▶
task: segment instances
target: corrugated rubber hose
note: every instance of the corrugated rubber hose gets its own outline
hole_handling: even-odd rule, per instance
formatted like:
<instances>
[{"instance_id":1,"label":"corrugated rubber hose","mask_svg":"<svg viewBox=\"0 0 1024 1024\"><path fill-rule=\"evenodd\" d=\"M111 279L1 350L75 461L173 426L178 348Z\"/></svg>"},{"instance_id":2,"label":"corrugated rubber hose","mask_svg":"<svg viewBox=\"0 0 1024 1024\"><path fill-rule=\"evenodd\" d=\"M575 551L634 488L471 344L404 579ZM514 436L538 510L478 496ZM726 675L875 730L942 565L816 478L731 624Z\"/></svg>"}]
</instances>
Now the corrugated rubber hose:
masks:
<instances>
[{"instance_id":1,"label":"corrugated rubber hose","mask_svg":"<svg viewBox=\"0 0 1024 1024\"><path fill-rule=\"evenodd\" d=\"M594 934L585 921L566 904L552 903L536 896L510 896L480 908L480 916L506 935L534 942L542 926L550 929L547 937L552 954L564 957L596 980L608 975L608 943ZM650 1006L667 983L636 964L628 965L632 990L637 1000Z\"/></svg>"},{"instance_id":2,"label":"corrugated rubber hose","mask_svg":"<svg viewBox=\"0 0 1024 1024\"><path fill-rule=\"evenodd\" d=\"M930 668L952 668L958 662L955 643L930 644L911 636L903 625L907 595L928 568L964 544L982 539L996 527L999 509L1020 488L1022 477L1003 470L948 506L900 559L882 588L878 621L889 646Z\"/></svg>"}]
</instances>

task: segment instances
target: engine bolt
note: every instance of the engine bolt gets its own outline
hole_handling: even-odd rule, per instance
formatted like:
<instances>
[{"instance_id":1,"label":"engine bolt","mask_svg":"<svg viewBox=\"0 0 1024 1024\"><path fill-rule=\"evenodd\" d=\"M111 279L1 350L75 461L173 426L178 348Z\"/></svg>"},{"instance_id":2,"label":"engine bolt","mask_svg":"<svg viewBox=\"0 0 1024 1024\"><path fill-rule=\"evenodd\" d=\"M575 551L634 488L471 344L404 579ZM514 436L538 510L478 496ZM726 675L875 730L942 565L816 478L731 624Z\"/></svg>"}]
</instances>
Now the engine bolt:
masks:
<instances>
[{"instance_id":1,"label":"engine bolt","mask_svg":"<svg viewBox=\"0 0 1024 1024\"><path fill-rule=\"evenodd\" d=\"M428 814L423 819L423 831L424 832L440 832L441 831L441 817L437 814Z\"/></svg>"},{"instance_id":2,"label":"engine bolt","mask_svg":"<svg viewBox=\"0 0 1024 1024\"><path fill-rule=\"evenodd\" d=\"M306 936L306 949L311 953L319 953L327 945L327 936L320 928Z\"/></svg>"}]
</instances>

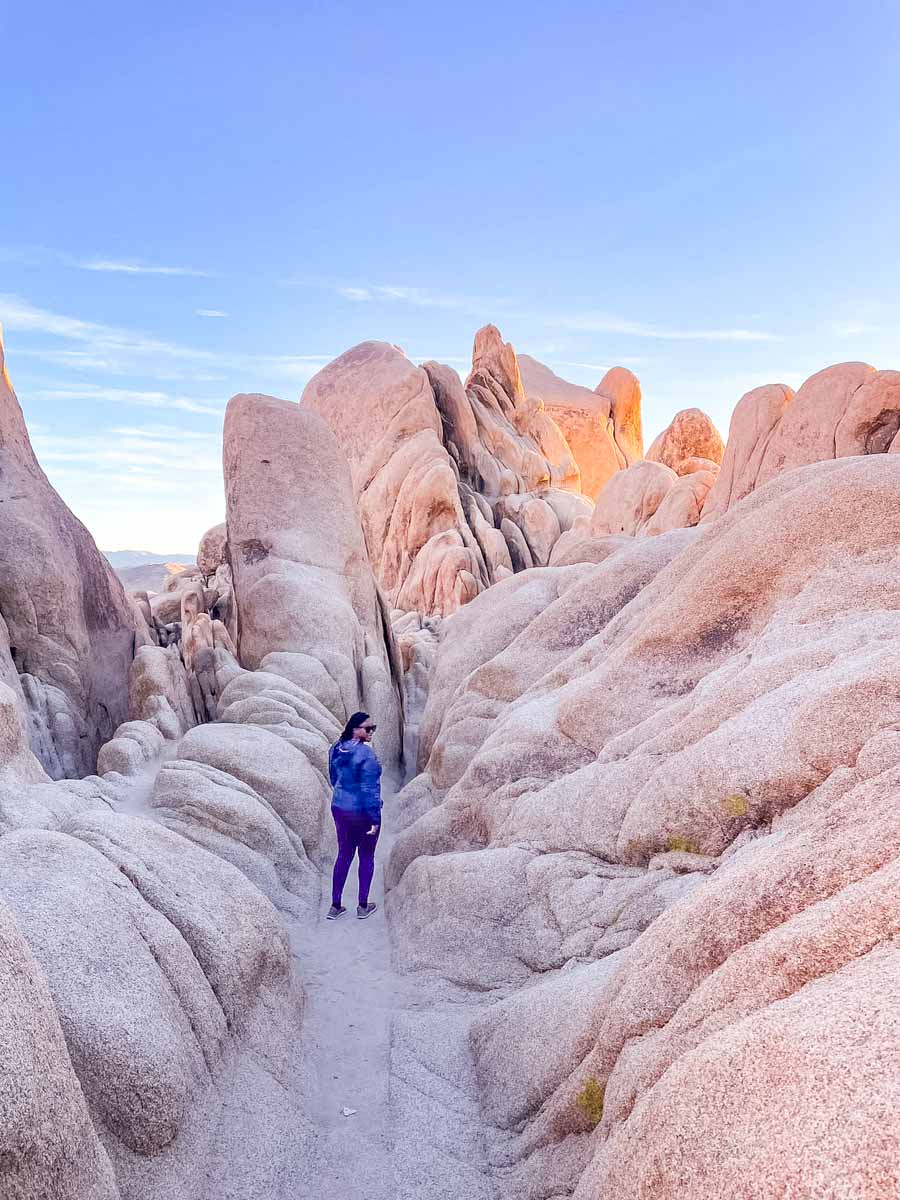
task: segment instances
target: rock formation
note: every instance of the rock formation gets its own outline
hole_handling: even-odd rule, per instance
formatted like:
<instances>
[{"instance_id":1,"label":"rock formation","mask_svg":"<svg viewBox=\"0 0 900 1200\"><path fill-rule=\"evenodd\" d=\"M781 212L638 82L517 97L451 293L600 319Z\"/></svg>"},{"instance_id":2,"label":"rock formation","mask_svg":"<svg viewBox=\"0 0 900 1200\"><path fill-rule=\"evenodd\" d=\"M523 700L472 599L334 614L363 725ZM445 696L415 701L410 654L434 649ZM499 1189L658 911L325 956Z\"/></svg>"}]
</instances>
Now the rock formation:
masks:
<instances>
[{"instance_id":1,"label":"rock formation","mask_svg":"<svg viewBox=\"0 0 900 1200\"><path fill-rule=\"evenodd\" d=\"M898 496L786 472L444 623L391 916L528 985L473 1027L501 1194L896 1194Z\"/></svg>"},{"instance_id":2,"label":"rock formation","mask_svg":"<svg viewBox=\"0 0 900 1200\"><path fill-rule=\"evenodd\" d=\"M754 388L734 410L722 471L703 513L714 520L782 471L858 454L896 452L900 372L840 363L799 391Z\"/></svg>"},{"instance_id":3,"label":"rock formation","mask_svg":"<svg viewBox=\"0 0 900 1200\"><path fill-rule=\"evenodd\" d=\"M234 397L130 602L4 392L4 1198L900 1200L900 375L749 393L716 481L539 366ZM317 928L356 708L392 959Z\"/></svg>"},{"instance_id":4,"label":"rock formation","mask_svg":"<svg viewBox=\"0 0 900 1200\"><path fill-rule=\"evenodd\" d=\"M403 611L444 615L534 561L590 505L558 426L526 397L512 347L475 337L465 387L366 342L306 387L350 463L376 578ZM522 543L527 552L522 552Z\"/></svg>"},{"instance_id":5,"label":"rock formation","mask_svg":"<svg viewBox=\"0 0 900 1200\"><path fill-rule=\"evenodd\" d=\"M389 614L336 438L296 404L235 396L225 417L224 469L241 664L265 671L277 656L276 674L302 679L324 708L336 684L340 723L359 708L378 711L383 744L399 761Z\"/></svg>"},{"instance_id":6,"label":"rock formation","mask_svg":"<svg viewBox=\"0 0 900 1200\"><path fill-rule=\"evenodd\" d=\"M31 448L0 338L0 675L54 778L93 770L128 715L135 619Z\"/></svg>"},{"instance_id":7,"label":"rock formation","mask_svg":"<svg viewBox=\"0 0 900 1200\"><path fill-rule=\"evenodd\" d=\"M594 390L598 396L609 400L613 437L625 465L630 467L644 457L638 377L627 367L610 367Z\"/></svg>"},{"instance_id":8,"label":"rock formation","mask_svg":"<svg viewBox=\"0 0 900 1200\"><path fill-rule=\"evenodd\" d=\"M259 669L210 611L227 564L204 558L211 578L167 593L182 640L134 659L99 777L51 782L15 672L0 684L4 1197L288 1200L313 1161L286 922L318 904L348 708L377 711L398 766L397 663L330 431L237 397L225 465Z\"/></svg>"},{"instance_id":9,"label":"rock formation","mask_svg":"<svg viewBox=\"0 0 900 1200\"><path fill-rule=\"evenodd\" d=\"M559 426L581 472L581 491L596 500L604 485L643 456L641 388L614 367L596 391L578 387L527 354L519 355L522 383Z\"/></svg>"},{"instance_id":10,"label":"rock formation","mask_svg":"<svg viewBox=\"0 0 900 1200\"><path fill-rule=\"evenodd\" d=\"M685 408L656 438L647 458L671 468L676 475L688 475L707 464L718 467L724 454L725 443L706 413L699 408Z\"/></svg>"}]
</instances>

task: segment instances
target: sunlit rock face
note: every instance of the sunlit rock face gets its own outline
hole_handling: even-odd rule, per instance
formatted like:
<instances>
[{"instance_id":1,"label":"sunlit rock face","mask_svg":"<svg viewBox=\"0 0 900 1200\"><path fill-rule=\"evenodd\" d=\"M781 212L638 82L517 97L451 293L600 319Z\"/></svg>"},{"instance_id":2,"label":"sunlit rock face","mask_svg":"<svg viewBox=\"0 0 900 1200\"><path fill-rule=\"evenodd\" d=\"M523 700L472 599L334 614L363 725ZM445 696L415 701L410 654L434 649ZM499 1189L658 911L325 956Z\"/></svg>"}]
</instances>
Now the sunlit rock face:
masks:
<instances>
[{"instance_id":1,"label":"sunlit rock face","mask_svg":"<svg viewBox=\"0 0 900 1200\"><path fill-rule=\"evenodd\" d=\"M609 400L613 436L630 467L644 457L640 381L627 367L611 367L594 390Z\"/></svg>"},{"instance_id":2,"label":"sunlit rock face","mask_svg":"<svg viewBox=\"0 0 900 1200\"><path fill-rule=\"evenodd\" d=\"M408 969L502 997L500 1195L894 1194L898 461L444 622L391 916Z\"/></svg>"},{"instance_id":3,"label":"sunlit rock face","mask_svg":"<svg viewBox=\"0 0 900 1200\"><path fill-rule=\"evenodd\" d=\"M727 512L782 471L849 455L895 453L900 372L839 363L795 394L783 384L747 392L731 418L722 470L703 520Z\"/></svg>"},{"instance_id":4,"label":"sunlit rock face","mask_svg":"<svg viewBox=\"0 0 900 1200\"><path fill-rule=\"evenodd\" d=\"M31 448L0 341L0 676L54 778L93 770L128 715L135 616Z\"/></svg>"},{"instance_id":5,"label":"sunlit rock face","mask_svg":"<svg viewBox=\"0 0 900 1200\"><path fill-rule=\"evenodd\" d=\"M651 462L669 467L676 475L715 470L725 454L725 443L712 421L699 408L676 413L647 451Z\"/></svg>"},{"instance_id":6,"label":"sunlit rock face","mask_svg":"<svg viewBox=\"0 0 900 1200\"><path fill-rule=\"evenodd\" d=\"M561 379L549 367L527 354L519 355L522 385L532 400L540 401L568 443L581 473L581 491L590 500L597 495L617 471L623 470L640 457L640 387L633 388L628 404L637 406L637 440L634 434L634 414L623 427L619 411L620 446L616 440L615 398L578 387ZM635 380L635 384L637 381Z\"/></svg>"},{"instance_id":7,"label":"sunlit rock face","mask_svg":"<svg viewBox=\"0 0 900 1200\"><path fill-rule=\"evenodd\" d=\"M380 744L398 762L400 669L390 614L336 437L308 408L235 396L223 459L241 665L266 671L276 656L275 673L290 678L296 669L329 711L336 685L341 724L356 710L377 712ZM299 660L293 667L291 656Z\"/></svg>"},{"instance_id":8,"label":"sunlit rock face","mask_svg":"<svg viewBox=\"0 0 900 1200\"><path fill-rule=\"evenodd\" d=\"M307 385L350 463L369 556L390 604L446 615L499 579L549 560L590 512L559 426L522 387L494 326L476 334L465 386L365 342Z\"/></svg>"}]
</instances>

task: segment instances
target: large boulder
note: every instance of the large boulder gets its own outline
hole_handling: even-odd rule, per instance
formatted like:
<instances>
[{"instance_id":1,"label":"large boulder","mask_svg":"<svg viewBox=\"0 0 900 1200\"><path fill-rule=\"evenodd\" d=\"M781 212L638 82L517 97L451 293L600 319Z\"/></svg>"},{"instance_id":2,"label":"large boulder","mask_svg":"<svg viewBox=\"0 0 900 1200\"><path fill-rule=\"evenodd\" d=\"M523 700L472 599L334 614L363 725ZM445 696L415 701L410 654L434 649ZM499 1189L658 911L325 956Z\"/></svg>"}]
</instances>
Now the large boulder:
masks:
<instances>
[{"instance_id":1,"label":"large boulder","mask_svg":"<svg viewBox=\"0 0 900 1200\"><path fill-rule=\"evenodd\" d=\"M123 1195L183 1194L188 1180L190 1194L224 1194L228 1143L213 1131L227 1126L236 1100L234 1056L238 1047L256 1050L241 1068L240 1087L252 1094L267 1072L283 1071L300 1015L288 939L270 902L240 870L159 821L110 811L0 837L0 901L52 1000L24 976L37 1007L14 1009L25 1036L6 1065L35 1108L13 1113L21 1130L14 1180L22 1158L30 1162L24 1190L12 1195L118 1197L85 1101ZM0 1026L6 1013L4 1005ZM35 1053L59 1088L50 1103L43 1078L23 1070ZM284 1088L279 1101L294 1104ZM73 1165L76 1153L83 1161ZM60 1177L45 1190L51 1163ZM9 1166L4 1154L0 1179Z\"/></svg>"},{"instance_id":2,"label":"large boulder","mask_svg":"<svg viewBox=\"0 0 900 1200\"><path fill-rule=\"evenodd\" d=\"M0 614L9 647L3 677L21 678L35 752L54 778L87 774L128 715L135 617L93 538L38 465L2 340Z\"/></svg>"},{"instance_id":3,"label":"large boulder","mask_svg":"<svg viewBox=\"0 0 900 1200\"><path fill-rule=\"evenodd\" d=\"M569 383L527 354L519 355L519 366L526 395L543 404L562 431L581 473L581 491L595 500L604 484L629 464L616 442L612 399ZM633 453L634 446L625 445Z\"/></svg>"},{"instance_id":4,"label":"large boulder","mask_svg":"<svg viewBox=\"0 0 900 1200\"><path fill-rule=\"evenodd\" d=\"M461 533L457 476L426 372L395 346L364 342L310 380L302 406L330 426L350 464L366 546L389 601L458 607L468 596L456 594L457 574L479 579L481 570ZM450 594L433 582L445 557L454 560Z\"/></svg>"},{"instance_id":5,"label":"large boulder","mask_svg":"<svg viewBox=\"0 0 900 1200\"><path fill-rule=\"evenodd\" d=\"M611 367L594 390L609 400L613 436L630 467L644 457L640 381L627 367Z\"/></svg>"},{"instance_id":6,"label":"large boulder","mask_svg":"<svg viewBox=\"0 0 900 1200\"><path fill-rule=\"evenodd\" d=\"M444 622L389 904L510 1195L895 1194L898 461Z\"/></svg>"},{"instance_id":7,"label":"large boulder","mask_svg":"<svg viewBox=\"0 0 900 1200\"><path fill-rule=\"evenodd\" d=\"M609 534L636 537L656 515L677 482L678 476L670 467L646 459L620 471L597 497L591 533L594 537Z\"/></svg>"},{"instance_id":8,"label":"large boulder","mask_svg":"<svg viewBox=\"0 0 900 1200\"><path fill-rule=\"evenodd\" d=\"M754 388L732 414L722 470L702 520L720 517L794 467L896 451L898 430L900 371L838 363L812 375L796 395L784 384Z\"/></svg>"},{"instance_id":9,"label":"large boulder","mask_svg":"<svg viewBox=\"0 0 900 1200\"><path fill-rule=\"evenodd\" d=\"M47 979L3 904L0 1055L0 1193L10 1200L120 1200Z\"/></svg>"},{"instance_id":10,"label":"large boulder","mask_svg":"<svg viewBox=\"0 0 900 1200\"><path fill-rule=\"evenodd\" d=\"M200 539L200 549L197 551L197 566L205 578L215 575L219 567L227 562L228 529L223 521L207 529Z\"/></svg>"},{"instance_id":11,"label":"large boulder","mask_svg":"<svg viewBox=\"0 0 900 1200\"><path fill-rule=\"evenodd\" d=\"M465 386L449 367L416 367L396 346L364 342L314 376L301 403L347 456L375 576L397 609L446 615L519 569L504 519L528 533L498 507L509 497L547 509L542 537L551 511L571 512L560 493L590 510L562 431L526 395L515 351L492 325L475 335Z\"/></svg>"},{"instance_id":12,"label":"large boulder","mask_svg":"<svg viewBox=\"0 0 900 1200\"><path fill-rule=\"evenodd\" d=\"M717 466L724 454L725 443L706 413L699 408L685 408L655 439L647 458L670 467L676 475L685 475L696 469L697 459Z\"/></svg>"},{"instance_id":13,"label":"large boulder","mask_svg":"<svg viewBox=\"0 0 900 1200\"><path fill-rule=\"evenodd\" d=\"M255 670L273 654L317 659L346 716L375 713L385 757L399 761L390 623L337 439L307 407L235 396L223 454L241 664ZM315 698L327 708L331 688Z\"/></svg>"}]
</instances>

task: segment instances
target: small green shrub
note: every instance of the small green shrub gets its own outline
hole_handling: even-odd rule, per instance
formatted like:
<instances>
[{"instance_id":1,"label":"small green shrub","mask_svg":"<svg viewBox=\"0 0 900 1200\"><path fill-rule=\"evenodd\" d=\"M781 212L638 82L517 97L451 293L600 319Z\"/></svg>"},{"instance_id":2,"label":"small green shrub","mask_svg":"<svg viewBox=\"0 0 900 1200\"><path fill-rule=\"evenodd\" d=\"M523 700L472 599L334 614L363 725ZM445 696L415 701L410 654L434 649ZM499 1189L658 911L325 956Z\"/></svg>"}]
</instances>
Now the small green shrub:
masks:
◀
● EXERCISE BRIEF
Restate word for word the lines in the material above from the one with "target: rock formation" to the one with "Now the rock"; both of those lines count, and nothing else does.

● EXERCISE OUTPUT
target: rock formation
note: every instance of the rock formation gets its own outline
hole_handling: even-odd rule, per instance
formatted like:
<instances>
[{"instance_id":1,"label":"rock formation","mask_svg":"<svg viewBox=\"0 0 900 1200\"><path fill-rule=\"evenodd\" d=\"M781 212L638 82L517 97L451 293L600 319Z\"/></svg>"},{"instance_id":2,"label":"rock formation","mask_svg":"<svg viewBox=\"0 0 900 1200\"><path fill-rule=\"evenodd\" d=\"M523 700L472 599L334 614L363 725ZM445 696L415 701L410 654L434 649ZM499 1189L658 911L325 956Z\"/></svg>"}]
</instances>
Now the rock formation:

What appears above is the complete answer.